Short task:
In the lines below, find the one that contains "Target: white interior door" and write it out exactly, along with every line that follows it.

[start Extracted information]

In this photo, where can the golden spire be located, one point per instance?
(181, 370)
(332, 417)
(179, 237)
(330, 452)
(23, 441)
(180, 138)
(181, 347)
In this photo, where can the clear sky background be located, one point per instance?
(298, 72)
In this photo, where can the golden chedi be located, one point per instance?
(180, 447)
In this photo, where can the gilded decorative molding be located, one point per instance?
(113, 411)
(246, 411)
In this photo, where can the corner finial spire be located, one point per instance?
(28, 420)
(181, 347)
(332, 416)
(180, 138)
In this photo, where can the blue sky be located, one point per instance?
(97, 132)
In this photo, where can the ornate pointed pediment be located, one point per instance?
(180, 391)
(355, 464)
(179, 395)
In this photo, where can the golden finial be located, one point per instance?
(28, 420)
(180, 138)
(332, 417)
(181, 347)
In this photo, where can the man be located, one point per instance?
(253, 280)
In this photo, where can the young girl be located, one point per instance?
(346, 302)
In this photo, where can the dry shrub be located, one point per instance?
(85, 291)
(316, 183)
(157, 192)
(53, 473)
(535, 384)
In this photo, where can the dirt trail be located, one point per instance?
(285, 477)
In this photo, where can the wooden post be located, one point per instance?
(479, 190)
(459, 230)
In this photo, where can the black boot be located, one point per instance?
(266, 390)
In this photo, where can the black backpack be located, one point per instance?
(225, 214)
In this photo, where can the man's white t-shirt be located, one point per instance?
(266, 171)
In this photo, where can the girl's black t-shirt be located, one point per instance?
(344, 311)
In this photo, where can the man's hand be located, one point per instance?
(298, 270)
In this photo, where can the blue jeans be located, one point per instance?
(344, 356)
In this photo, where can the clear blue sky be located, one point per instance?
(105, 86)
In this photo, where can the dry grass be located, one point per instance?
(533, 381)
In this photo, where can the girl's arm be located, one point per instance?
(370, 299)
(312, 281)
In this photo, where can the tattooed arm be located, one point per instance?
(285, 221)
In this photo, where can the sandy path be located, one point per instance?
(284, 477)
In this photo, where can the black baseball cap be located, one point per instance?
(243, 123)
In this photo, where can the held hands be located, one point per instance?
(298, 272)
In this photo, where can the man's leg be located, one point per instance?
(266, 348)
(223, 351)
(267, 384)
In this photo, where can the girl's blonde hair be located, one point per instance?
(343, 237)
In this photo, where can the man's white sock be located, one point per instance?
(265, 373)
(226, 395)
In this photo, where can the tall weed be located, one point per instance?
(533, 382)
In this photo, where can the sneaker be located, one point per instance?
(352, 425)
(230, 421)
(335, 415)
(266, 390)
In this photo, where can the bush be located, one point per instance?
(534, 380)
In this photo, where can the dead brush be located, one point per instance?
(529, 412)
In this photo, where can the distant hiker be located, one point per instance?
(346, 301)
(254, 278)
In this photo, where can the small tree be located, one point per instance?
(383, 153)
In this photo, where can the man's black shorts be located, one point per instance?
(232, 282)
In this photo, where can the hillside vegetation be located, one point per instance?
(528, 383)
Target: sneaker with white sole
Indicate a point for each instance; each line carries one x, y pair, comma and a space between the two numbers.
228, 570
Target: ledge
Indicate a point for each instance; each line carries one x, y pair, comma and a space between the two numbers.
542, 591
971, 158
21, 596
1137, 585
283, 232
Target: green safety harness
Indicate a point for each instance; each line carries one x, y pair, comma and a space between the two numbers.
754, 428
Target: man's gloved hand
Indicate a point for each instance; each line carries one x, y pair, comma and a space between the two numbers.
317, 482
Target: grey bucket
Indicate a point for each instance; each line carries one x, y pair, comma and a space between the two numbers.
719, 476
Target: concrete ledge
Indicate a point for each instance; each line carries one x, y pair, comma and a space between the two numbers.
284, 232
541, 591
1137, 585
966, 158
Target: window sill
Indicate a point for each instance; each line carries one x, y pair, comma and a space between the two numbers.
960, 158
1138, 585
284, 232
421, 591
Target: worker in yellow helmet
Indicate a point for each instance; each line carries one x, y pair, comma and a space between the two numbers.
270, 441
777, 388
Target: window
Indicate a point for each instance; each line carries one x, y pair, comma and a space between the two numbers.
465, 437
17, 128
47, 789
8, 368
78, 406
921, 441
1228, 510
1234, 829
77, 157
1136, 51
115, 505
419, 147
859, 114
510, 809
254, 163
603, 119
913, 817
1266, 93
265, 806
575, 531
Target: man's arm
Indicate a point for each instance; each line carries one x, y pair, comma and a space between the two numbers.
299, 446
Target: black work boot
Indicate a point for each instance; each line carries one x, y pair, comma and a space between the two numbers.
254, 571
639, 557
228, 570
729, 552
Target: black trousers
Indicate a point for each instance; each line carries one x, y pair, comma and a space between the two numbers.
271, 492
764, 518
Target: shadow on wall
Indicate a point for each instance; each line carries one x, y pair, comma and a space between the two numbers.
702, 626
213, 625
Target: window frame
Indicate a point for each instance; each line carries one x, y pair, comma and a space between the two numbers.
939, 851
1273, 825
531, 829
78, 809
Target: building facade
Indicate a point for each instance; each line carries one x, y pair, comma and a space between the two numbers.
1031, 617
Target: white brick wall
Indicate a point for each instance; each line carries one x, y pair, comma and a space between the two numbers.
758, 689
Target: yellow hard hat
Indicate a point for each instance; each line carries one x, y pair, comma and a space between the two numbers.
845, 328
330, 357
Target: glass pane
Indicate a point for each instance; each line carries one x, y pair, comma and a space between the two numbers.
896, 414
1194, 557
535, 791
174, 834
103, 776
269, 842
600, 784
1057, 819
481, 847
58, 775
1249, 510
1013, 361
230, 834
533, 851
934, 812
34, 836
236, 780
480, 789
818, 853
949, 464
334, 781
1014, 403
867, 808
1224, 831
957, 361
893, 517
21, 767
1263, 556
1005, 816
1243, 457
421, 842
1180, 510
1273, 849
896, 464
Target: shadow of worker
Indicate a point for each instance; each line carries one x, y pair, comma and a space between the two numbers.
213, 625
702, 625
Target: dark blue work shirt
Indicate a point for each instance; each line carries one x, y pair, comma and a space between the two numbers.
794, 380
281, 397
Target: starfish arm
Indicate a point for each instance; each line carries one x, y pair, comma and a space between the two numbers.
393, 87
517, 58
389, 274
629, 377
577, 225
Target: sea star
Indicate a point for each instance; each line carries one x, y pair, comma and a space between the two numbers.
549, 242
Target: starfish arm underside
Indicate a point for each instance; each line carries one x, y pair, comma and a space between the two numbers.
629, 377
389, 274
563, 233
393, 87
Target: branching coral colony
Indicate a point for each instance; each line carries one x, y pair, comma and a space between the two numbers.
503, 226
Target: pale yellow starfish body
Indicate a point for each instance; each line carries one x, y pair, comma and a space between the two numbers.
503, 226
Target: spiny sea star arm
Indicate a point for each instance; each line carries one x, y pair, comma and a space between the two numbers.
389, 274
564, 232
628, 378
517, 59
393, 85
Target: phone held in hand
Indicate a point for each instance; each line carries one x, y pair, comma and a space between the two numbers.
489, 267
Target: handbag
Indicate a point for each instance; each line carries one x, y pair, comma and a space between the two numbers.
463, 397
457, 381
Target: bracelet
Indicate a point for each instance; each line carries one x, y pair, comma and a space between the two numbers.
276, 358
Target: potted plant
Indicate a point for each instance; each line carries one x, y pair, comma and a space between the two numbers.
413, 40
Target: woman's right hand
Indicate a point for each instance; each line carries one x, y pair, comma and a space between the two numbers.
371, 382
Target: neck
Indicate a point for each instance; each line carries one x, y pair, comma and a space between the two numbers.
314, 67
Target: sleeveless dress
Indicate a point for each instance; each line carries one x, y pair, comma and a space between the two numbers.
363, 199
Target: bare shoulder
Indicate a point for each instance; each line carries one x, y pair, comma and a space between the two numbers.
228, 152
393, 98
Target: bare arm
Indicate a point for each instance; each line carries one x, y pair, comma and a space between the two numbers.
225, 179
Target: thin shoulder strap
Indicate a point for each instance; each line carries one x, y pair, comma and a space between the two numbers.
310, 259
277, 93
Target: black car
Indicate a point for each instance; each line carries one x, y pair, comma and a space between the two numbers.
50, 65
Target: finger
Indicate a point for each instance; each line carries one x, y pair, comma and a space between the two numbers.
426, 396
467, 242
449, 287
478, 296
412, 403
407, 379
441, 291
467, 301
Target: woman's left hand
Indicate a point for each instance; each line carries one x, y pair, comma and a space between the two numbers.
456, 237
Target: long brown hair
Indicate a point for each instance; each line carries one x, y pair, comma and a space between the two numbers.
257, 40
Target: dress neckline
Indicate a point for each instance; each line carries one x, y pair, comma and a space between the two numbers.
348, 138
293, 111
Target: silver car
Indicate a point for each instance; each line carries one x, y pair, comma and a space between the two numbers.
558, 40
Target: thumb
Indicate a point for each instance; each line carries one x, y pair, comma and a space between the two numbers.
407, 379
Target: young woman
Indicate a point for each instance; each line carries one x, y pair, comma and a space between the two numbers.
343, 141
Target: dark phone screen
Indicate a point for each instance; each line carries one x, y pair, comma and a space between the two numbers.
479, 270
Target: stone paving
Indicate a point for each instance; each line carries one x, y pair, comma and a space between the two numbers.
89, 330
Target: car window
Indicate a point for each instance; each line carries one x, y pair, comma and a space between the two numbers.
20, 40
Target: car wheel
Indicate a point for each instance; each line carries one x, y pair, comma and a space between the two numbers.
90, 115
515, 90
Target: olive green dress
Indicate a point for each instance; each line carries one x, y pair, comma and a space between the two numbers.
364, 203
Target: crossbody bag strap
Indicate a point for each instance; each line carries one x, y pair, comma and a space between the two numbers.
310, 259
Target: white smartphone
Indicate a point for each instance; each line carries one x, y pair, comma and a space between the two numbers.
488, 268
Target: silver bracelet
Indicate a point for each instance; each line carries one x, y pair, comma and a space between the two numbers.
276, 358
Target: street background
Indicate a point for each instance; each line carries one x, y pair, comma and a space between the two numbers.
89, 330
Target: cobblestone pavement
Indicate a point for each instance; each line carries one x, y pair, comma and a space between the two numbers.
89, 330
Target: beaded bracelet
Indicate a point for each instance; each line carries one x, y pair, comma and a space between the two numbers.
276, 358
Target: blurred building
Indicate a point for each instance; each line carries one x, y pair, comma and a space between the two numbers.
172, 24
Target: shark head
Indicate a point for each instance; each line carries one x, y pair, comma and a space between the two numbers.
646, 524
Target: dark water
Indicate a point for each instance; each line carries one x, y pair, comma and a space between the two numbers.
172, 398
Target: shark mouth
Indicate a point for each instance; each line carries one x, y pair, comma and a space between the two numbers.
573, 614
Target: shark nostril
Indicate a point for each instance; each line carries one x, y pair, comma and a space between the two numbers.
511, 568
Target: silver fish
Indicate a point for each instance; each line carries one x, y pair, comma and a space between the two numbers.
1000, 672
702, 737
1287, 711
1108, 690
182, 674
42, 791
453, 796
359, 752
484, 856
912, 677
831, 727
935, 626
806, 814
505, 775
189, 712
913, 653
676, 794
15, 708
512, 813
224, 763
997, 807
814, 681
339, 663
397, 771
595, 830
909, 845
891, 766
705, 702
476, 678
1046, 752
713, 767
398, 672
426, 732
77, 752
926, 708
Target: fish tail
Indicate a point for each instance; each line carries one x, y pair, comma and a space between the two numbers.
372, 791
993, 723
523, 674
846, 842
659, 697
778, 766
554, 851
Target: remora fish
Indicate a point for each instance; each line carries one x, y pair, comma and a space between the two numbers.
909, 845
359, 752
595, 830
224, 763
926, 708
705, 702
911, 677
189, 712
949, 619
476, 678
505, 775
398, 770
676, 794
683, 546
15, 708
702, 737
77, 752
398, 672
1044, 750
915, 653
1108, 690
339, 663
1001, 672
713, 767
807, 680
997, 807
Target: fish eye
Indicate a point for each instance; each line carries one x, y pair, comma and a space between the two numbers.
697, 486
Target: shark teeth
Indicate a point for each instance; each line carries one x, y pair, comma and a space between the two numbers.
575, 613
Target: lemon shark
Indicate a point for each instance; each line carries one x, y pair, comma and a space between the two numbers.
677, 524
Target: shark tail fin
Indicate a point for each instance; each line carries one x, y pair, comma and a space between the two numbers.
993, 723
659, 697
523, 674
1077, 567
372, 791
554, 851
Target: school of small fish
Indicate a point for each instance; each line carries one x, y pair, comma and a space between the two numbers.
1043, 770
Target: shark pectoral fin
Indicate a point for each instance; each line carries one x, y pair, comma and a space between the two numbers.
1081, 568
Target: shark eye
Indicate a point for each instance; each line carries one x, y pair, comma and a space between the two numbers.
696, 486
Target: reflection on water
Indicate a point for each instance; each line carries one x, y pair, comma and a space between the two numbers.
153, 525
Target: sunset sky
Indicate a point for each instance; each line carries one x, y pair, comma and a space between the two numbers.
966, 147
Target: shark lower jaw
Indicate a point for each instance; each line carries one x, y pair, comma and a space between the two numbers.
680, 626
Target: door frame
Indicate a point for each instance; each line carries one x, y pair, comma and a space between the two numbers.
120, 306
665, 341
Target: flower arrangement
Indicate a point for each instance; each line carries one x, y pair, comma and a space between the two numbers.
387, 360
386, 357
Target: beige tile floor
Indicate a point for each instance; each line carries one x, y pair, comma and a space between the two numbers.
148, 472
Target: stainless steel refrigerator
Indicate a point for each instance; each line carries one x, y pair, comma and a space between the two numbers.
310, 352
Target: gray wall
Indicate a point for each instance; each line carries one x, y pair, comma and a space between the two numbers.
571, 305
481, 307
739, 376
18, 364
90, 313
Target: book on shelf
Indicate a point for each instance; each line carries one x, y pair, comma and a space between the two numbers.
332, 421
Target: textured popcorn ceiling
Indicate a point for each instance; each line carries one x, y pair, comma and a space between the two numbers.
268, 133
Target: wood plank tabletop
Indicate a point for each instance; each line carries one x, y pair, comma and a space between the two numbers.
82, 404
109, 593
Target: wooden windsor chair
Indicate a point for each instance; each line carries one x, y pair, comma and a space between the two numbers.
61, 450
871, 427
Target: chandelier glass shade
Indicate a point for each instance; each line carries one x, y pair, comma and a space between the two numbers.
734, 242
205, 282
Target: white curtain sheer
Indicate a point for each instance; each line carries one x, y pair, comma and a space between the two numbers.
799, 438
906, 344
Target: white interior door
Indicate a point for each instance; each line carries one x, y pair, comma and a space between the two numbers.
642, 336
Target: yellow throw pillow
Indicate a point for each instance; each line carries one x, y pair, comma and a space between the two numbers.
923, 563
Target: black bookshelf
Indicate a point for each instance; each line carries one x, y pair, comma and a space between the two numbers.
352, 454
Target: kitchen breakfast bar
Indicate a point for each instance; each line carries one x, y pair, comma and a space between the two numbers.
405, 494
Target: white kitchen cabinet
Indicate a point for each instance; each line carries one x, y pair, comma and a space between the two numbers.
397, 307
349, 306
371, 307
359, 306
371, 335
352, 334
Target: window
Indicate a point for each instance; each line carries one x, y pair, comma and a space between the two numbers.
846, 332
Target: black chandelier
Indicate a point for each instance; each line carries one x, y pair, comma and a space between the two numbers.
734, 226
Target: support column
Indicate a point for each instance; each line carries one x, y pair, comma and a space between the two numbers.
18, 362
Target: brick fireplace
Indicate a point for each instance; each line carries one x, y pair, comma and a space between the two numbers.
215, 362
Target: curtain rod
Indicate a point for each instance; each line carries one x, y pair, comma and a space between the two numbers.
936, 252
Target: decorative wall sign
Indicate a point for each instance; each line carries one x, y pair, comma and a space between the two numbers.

[end Extracted information]

Finished answer:
Target: white interior door
Indicate a point for each instance; each line carries one x, y pair, comma and a space between the two numbers.
642, 336
Target: yellow throw pillow
Indicate a point for each instance; each line carries one x, y pair, comma and a space between the two numbers.
923, 563
Target: black bookshelf
Indicate a point for each instance; each line carries one x, y pair, comma and a space between the two numbers.
352, 454
Target: kitchen breakfast bar
Indicate a point for each instance; each line carries one x, y pair, comma and a space between the two numbers.
405, 494
Target: white kitchen cabinet
Indicate a point for each instance; each line carries one x, y pair, comma and a space between the two numbers.
397, 307
349, 306
371, 307
359, 306
371, 335
352, 334
Target: window
Indicate a point for each instance; each line carries one x, y pair, comma and a space between the two numbers.
846, 332
Target: black chandelier
Indicate a point for each instance; each line carries one x, y pair, comma and a space between the two numbers.
734, 226
Target: support column
Indicate a point for each instance; each line carries one x, y pair, comma and a space between the two numbers.
18, 362
Target: brick fireplace
Indicate a point for each instance; each line carries one x, y pair, comma and a space between the two numbers.
215, 362
Target: curtain rod
Indicate a point for each instance; each line carries one x, y pair, comma and a space between the two numbers.
936, 252
Target: decorative wall sign
Indicate a point for each instance; each line carries one x, y pair, comma and a space between the two numbers.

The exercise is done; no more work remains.